SOURCE TEXT Block Start
Revelstoke seems to be enjoying an early spring this year. The roads have been free of snow for weeks and the little snow that has fallen hasn’t been sticking lately.
Is this the future of winter in Revelstoke? Will climate change make Februaries start looking more like March in the future?
Making weather predictions based on one low-snow year could be rather foolish – after-all, we’re only two years removed from one of the snowiest winters in recent memory in Revelstoke.
For the 106 years the City of Revelstoke has kept records, it’s snowed an average of 396.5 centimetres in town. Over the past 10 years, the average is 369 centimetres, with a high of 520 centimetres in 2010-11 and a low of 206 in 2004-5.
Even this winter was shaping up to be a very snowy one, with 145 centimetres in November and December of 2012 and 125 centimetres more snow in January.
And then February came and with it went the snow. Now, the streets are dry, the snowpack in town is dwindling and there’s even patches of grass showing up here and there.
Are snow-free or snow-less (as in less snow) winters the future? A report on the impacts of climate change released by the Columbia Basin Trust last fall sheds some light on what could happen.
The report, Climate change, impacts and adaptation in the Canadian Columbia Basin: From dialogue to action, takes an in depth look at the expected impact of climate change on the Columbia River Basin. Using data from the Pacific Climate Impacts Consortium (PCIC), the report looks at how warming climate will impact everything from growing season to tourism to the forest industry.
According to the report, winters will be warmer and wetter – meaning more snow at higher elevations and more rain in the valleys. The data from PCIC shows that for three decade period from 2041-70, the average temperature in Revelstoke will increase by about three degrees Celsius. Winter precipitation will increase by from 0-10 per cent.
SOURCE TEXT Block End
▸ **WHAT TO WORK ON**: Copy out the article on Revelstoke's low-snow winter word for word, from start to finish.
MATERIAL PROVIDED Block Start
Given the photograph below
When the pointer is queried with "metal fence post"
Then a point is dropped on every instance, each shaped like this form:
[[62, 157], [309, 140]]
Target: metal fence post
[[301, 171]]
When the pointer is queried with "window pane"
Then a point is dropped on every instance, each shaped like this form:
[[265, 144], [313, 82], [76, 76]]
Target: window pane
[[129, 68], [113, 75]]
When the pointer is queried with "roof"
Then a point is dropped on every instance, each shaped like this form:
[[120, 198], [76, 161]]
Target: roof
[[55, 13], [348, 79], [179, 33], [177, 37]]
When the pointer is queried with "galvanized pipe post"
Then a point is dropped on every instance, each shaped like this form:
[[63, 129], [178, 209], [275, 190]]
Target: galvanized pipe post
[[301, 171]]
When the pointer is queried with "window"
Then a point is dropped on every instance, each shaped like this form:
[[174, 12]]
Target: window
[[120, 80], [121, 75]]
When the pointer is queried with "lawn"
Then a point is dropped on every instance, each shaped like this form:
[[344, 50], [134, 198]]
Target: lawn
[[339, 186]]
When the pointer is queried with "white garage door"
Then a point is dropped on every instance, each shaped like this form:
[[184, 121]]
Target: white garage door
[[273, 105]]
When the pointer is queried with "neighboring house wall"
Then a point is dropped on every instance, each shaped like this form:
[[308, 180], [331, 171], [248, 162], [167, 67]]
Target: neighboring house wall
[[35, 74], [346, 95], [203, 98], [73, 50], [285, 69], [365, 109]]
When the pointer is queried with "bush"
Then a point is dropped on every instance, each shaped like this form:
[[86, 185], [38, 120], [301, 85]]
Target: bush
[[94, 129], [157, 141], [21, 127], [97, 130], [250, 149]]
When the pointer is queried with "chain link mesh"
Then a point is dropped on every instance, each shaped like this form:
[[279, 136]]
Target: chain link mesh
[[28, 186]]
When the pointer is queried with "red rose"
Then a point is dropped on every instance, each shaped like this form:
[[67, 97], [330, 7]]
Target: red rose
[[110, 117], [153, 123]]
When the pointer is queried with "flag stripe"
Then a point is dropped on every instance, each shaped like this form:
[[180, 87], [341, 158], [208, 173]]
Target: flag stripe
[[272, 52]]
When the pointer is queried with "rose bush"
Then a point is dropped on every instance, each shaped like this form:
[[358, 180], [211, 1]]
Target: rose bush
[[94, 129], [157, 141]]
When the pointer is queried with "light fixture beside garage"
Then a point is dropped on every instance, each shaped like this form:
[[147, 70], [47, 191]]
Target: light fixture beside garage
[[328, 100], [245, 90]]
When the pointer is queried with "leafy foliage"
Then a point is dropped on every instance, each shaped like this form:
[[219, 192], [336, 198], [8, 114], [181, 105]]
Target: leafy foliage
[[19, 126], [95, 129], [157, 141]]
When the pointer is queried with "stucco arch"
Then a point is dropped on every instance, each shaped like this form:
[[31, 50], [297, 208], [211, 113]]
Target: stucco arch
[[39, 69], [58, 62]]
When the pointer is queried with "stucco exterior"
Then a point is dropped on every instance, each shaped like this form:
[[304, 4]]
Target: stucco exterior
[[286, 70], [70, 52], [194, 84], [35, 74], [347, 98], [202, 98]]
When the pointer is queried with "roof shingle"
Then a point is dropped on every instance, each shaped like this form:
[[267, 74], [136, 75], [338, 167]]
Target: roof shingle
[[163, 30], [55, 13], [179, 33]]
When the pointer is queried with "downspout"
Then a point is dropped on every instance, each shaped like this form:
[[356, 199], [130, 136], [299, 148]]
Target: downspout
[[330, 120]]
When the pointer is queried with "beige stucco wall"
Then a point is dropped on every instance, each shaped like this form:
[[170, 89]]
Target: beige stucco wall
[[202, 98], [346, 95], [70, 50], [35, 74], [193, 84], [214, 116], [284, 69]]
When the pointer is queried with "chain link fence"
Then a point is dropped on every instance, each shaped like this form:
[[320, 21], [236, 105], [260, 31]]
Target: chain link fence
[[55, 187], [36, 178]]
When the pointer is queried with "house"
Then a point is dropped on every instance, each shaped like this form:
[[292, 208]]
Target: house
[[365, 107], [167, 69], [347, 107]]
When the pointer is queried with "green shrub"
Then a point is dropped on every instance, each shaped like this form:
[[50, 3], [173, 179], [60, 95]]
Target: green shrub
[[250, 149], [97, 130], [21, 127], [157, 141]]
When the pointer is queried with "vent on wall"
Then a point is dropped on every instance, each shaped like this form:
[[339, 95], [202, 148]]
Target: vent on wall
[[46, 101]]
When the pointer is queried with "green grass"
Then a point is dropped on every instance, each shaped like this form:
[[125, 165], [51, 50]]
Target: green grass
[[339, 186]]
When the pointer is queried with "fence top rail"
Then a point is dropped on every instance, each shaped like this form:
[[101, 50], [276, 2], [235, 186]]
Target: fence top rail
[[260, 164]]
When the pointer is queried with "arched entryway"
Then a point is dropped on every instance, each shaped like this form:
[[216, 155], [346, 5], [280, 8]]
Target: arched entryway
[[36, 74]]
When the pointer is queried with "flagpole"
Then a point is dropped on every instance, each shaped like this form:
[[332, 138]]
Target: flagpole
MATERIAL PROVIDED Block End
▸ **EXERCISE OUTPUT**:
Revelstoke seems to be enjoying an early spring this year. The roads have been free of snow for weeks and the little snow that has fallen hasn’t been sticking lately.
Is this the future of winter in Revelstoke? Will climate change make Februaries start looking more like March in the future?
Making weather predictions based on one low-snow year could be rather foolish – after-all, we’re only two years removed from one of the snowiest winters in recent memory in Revelstoke.
For the 106 years the City of Revelstoke has kept records, it’s snowed an average of 396.5 centimetres in town. Over the past 10 years, the average is 369 centimetres, with a high of 520 centimetres in 2010-11 and a low of 206 in 2004-5.
Even this winter was shaping up to be a very snowy one, with 145 centimetres in November and December of 2012 and 125 centimetres more snow in January.
And then February came and with it went the snow. Now, the streets are dry, the snowpack in town is dwindling and there’s even patches of grass showing up here and there.
Are snow-free or snow-less (as in less snow) winters the future? A report on the impacts of climate change released by the Columbia Basin Trust last fall sheds some light on what could happen.
The report, Climate change, impacts and adaptation in the Canadian Columbia Basin: From dialogue to action, takes an in depth look at the expected impact of climate change on the Columbia River Basin. Using data from the Pacific Climate Impacts Consortium (PCIC), the report looks at how warming climate will impact everything from growing season to tourism to the forest industry.
According to the report, winters will be warmer and wetter – meaning more snow at higher elevations and more rain in the valleys. The data from PCIC shows that for three decade period from 2041-70, the average temperature in Revelstoke will increase by about three degrees Celsius. Winter precipitation will increase by from 0-10 per cent.